(WHAT YOU HAVE TO DO):
Rewrite all of the records below, replacing every occurrence of "marking one point per instance" with "placing one point on each instance" and leaving everything else unchanged. Leave the pictures out of your answer.

╭─ THE DATA

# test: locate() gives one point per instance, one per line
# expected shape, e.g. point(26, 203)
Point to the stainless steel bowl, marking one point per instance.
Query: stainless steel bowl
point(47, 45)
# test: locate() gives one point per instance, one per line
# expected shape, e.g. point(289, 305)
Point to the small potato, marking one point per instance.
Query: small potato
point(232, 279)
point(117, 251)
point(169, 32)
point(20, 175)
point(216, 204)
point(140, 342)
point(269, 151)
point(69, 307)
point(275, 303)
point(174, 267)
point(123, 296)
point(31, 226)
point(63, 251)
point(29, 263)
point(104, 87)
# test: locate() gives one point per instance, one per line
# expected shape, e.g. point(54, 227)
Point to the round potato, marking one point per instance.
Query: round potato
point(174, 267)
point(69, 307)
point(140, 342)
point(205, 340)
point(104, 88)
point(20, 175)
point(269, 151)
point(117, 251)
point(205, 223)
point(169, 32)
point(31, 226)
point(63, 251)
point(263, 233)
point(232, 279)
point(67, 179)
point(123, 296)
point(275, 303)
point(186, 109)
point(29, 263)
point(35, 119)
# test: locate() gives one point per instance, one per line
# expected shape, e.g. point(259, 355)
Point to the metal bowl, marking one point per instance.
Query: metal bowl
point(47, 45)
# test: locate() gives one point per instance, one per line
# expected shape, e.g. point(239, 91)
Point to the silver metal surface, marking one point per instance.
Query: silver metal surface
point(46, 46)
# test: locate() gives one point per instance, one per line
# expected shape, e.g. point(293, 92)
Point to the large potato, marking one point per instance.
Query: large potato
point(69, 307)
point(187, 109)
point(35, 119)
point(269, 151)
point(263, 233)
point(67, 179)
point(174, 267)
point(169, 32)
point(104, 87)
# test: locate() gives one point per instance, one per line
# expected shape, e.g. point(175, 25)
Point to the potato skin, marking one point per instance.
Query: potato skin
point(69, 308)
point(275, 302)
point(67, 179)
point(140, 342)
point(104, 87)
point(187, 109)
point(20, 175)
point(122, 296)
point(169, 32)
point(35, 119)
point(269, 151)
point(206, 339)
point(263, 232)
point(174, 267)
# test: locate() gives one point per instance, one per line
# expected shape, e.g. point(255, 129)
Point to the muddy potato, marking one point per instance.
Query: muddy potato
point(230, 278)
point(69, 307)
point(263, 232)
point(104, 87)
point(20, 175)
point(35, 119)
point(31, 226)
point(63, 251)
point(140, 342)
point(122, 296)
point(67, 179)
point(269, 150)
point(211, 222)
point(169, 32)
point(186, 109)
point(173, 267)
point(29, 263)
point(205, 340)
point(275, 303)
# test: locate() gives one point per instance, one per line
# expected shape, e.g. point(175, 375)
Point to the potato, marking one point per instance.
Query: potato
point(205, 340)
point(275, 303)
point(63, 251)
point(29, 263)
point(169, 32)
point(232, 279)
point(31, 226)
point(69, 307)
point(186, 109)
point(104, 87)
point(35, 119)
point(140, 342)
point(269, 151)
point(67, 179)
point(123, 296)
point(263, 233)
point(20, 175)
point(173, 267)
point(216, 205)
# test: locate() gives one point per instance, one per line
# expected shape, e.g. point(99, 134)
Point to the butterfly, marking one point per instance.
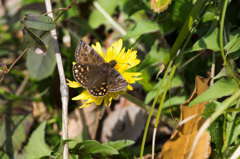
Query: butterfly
point(93, 73)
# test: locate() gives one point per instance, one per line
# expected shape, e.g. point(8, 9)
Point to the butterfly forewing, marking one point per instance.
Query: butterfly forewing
point(99, 88)
point(85, 74)
point(116, 81)
point(93, 73)
point(87, 55)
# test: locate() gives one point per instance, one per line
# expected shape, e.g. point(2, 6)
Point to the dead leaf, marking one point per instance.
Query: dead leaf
point(180, 143)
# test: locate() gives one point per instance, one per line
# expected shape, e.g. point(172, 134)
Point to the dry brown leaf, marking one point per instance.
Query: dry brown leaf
point(180, 143)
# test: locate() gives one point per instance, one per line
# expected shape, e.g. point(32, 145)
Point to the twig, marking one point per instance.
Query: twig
point(64, 9)
point(63, 85)
point(212, 73)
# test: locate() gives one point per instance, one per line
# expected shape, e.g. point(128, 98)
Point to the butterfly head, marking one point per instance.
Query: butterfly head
point(113, 63)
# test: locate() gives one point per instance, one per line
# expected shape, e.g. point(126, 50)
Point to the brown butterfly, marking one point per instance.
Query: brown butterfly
point(93, 73)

╰─

(FINAL ANSWER):
# test: locate() gives one point per instance, one per line
# expected shape, e.g. point(26, 203)
Point to the stainless steel bowl, placing one point on each instance.
Query: stainless steel bowl
point(47, 45)
# test: locate() gives one point per instance, one per line
# expected shape, e.g. point(289, 305)
Point to the small potato, placing one point on each instance.
Query: small potato
point(232, 279)
point(117, 251)
point(169, 32)
point(20, 175)
point(216, 204)
point(140, 342)
point(269, 151)
point(69, 307)
point(275, 303)
point(174, 267)
point(123, 296)
point(31, 226)
point(63, 251)
point(29, 263)
point(104, 87)
# test: locate() gives one point per instance, one per line
# expected shape, e.g. point(54, 227)
Point to the round potato, placing one point on each instance.
Query: round potato
point(174, 267)
point(69, 307)
point(140, 342)
point(205, 340)
point(104, 88)
point(20, 175)
point(269, 151)
point(117, 251)
point(205, 223)
point(169, 32)
point(31, 226)
point(63, 251)
point(263, 233)
point(232, 279)
point(67, 179)
point(123, 296)
point(275, 303)
point(186, 109)
point(29, 263)
point(35, 119)
# test: locate() gives one point per instance, one per line
# expected shape, e.g. point(259, 355)
Point to the metal bowl, placing one point on each instance.
Query: metal bowl
point(47, 45)
# test: locate() gives one point per instance, one per line
# expected shape, e.g. point(239, 91)
Point to the silver metal surface, placing one point on each instance.
Query: silver metal surface
point(46, 46)
# test: locate() gives one point per instance, one per line
# expected shape, e.g. point(293, 92)
Point to the large potato, placing one point on each instance.
Query: large potato
point(69, 307)
point(187, 109)
point(35, 119)
point(269, 151)
point(263, 233)
point(67, 179)
point(174, 267)
point(169, 32)
point(104, 87)
# test: locate() gives one point per instance, one per line
# expected shape, e.g. point(175, 25)
Point to the potato skin, placing one point on each instance.
Query: potato skin
point(69, 308)
point(275, 302)
point(67, 179)
point(140, 342)
point(104, 87)
point(187, 109)
point(20, 175)
point(122, 296)
point(169, 32)
point(35, 119)
point(269, 151)
point(206, 339)
point(263, 232)
point(174, 267)
# test: locate() gives one point per instance, one per line
# expected shape, e.g. point(255, 129)
Point to the muddy potato, placing one point on each instance.
Query: muddy potato
point(230, 278)
point(69, 307)
point(263, 232)
point(104, 87)
point(20, 175)
point(35, 119)
point(31, 226)
point(63, 251)
point(140, 342)
point(122, 296)
point(67, 179)
point(269, 150)
point(211, 222)
point(169, 32)
point(186, 109)
point(173, 267)
point(29, 263)
point(205, 340)
point(275, 303)
# test: locate() gives one point per instance, one per line
# expected shape, e.g. point(175, 375)
Point to the potato, placing one point on each instance.
Query: potato
point(205, 340)
point(275, 303)
point(63, 251)
point(29, 263)
point(169, 32)
point(232, 279)
point(31, 226)
point(69, 307)
point(186, 109)
point(104, 87)
point(35, 119)
point(140, 342)
point(269, 151)
point(67, 179)
point(123, 296)
point(263, 233)
point(20, 175)
point(173, 267)
point(216, 205)
# test: locate() gives one point per instance, one per line
# expected shape, e.g. point(99, 134)
Point to the butterfly, placing one point on each instance.
Query: butterfly
point(93, 73)
# test: locate() gives one point per instance, one per line
# expected shape, e.g. point(8, 9)
Point to the butterfly forewing, placing one point on each instance.
Query: butterfly forewing
point(99, 88)
point(85, 74)
point(116, 81)
point(93, 73)
point(87, 55)
# test: locate() gives one point per instance, one per line
# expected shape, e.g. point(2, 6)
Point to the dead leaf, placing one point on each instance.
Query: dead leaf
point(180, 143)
# test: locate() gives one point per instance, one per line
# expected shape, e.g. point(172, 134)
Point to the dry brown leaf, placing one point on each instance.
Query: dry brown leaf
point(180, 143)
# test: locate() gives one point per instance, one per line
# expected shape, e.g. point(32, 145)
Point to the twig, placing one point on each instance.
Query: twig
point(64, 9)
point(63, 85)
point(212, 73)
# test: locate() gives one point per instance, one per line
# expected shape, e.g. point(128, 98)
Point to the butterfly head, placing one point on each instance.
Query: butterfly head
point(113, 63)
# test: locate() gives one point per instance, one per line
# expected shape, e.g. point(126, 50)
Point to the brown butterfly, placing one point on each instance.
Query: brown butterfly
point(93, 73)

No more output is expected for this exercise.